## EXERCISE BRIEF
When the line with "sample: <point>594,150</point>" appears below, start repeating lines exactly, and keep going through the line with "sample: <point>601,40</point>"; add nothing outside that span.

## EXTRACTED ENTRIES
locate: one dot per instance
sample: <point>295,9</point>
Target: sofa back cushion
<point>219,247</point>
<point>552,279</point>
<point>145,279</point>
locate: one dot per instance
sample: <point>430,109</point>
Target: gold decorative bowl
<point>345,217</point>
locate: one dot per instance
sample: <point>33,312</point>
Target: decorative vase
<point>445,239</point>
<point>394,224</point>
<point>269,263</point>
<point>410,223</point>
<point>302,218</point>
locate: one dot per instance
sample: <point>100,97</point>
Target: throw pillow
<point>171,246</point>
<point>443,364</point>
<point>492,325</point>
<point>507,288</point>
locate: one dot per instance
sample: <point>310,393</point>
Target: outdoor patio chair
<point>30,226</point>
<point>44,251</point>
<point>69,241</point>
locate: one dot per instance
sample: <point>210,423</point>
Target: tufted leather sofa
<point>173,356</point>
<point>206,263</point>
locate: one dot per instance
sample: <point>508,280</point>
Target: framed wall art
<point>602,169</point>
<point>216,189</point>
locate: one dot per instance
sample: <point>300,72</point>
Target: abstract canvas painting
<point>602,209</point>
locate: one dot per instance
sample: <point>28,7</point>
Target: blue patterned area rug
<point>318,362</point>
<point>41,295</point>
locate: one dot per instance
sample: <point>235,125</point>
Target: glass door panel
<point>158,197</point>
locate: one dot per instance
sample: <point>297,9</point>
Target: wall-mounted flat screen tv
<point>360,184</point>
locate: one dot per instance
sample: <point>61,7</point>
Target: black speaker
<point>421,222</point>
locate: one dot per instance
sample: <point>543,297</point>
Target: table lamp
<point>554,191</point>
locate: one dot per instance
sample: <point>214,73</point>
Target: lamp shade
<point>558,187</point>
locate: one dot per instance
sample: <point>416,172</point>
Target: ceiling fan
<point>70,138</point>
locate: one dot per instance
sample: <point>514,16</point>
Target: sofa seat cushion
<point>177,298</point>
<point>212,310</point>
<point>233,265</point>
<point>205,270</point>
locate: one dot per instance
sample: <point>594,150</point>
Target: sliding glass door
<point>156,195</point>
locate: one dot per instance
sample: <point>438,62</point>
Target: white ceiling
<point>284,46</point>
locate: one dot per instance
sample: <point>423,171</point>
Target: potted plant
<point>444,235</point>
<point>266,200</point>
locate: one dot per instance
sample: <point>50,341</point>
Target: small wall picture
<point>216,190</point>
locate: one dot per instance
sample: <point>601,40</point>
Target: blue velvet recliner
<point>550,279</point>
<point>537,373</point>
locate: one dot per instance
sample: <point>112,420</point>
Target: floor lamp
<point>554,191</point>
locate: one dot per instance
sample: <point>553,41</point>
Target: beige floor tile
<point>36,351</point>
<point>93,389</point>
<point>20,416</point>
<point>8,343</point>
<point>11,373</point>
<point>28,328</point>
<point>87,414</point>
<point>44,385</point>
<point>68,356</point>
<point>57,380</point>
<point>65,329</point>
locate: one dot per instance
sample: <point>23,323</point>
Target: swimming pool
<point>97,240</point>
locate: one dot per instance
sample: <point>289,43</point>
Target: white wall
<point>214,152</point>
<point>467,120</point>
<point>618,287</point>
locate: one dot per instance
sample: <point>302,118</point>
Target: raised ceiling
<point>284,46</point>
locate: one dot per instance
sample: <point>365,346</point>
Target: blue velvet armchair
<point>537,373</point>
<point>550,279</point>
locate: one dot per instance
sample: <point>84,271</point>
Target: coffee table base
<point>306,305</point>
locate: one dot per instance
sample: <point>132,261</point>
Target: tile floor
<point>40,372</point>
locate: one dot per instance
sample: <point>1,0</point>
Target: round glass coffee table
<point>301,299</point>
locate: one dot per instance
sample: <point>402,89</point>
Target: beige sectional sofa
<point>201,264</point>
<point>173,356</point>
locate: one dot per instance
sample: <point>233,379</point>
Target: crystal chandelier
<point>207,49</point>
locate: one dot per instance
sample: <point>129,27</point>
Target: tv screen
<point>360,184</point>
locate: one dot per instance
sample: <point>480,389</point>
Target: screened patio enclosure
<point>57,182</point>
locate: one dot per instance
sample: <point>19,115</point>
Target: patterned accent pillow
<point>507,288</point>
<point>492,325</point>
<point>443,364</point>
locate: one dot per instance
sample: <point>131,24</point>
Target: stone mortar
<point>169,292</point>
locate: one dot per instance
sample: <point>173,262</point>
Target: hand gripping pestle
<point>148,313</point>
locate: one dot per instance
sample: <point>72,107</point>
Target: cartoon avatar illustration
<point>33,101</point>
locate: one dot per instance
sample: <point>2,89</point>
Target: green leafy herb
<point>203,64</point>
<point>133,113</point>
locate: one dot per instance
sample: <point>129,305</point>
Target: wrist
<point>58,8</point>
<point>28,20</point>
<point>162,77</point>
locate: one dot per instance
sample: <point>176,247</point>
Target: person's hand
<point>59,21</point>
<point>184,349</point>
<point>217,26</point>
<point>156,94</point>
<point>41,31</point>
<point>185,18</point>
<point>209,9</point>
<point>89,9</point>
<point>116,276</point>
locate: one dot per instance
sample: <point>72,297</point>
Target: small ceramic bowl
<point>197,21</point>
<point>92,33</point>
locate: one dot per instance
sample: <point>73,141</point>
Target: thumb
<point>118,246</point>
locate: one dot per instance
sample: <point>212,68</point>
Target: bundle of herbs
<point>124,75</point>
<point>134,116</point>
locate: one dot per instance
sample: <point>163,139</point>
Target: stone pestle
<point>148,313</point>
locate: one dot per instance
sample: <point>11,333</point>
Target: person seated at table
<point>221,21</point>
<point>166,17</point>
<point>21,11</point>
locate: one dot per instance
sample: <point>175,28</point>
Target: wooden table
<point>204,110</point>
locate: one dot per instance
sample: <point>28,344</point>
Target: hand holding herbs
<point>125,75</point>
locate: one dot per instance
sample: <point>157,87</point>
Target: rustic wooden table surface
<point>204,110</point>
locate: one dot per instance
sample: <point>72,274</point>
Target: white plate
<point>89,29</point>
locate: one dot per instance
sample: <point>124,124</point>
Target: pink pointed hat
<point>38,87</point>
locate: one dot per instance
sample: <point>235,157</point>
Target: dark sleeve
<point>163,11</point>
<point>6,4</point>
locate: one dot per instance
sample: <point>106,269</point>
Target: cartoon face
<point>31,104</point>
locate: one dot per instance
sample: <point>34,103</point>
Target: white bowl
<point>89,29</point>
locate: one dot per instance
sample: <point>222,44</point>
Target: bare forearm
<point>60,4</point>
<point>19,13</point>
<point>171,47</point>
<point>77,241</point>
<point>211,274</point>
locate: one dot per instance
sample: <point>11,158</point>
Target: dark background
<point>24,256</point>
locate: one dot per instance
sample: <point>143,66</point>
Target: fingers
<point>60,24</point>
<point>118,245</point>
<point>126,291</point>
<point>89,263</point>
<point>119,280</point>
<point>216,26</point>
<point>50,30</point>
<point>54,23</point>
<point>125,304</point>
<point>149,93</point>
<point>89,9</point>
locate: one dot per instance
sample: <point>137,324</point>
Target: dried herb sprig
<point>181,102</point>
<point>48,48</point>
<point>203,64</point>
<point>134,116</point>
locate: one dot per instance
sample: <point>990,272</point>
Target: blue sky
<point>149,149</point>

## WRITTEN ANSWER
sample: <point>594,150</point>
Target: sliding glass door
<point>156,195</point>
locate: one dot per instance
sample: <point>438,62</point>
Target: white ceiling
<point>284,46</point>
locate: one dot per instance
sample: <point>423,171</point>
Target: potted plant
<point>444,235</point>
<point>266,200</point>
locate: one dot per instance
sample: <point>50,341</point>
Target: small wall picture
<point>216,190</point>
locate: one dot per instance
sample: <point>601,40</point>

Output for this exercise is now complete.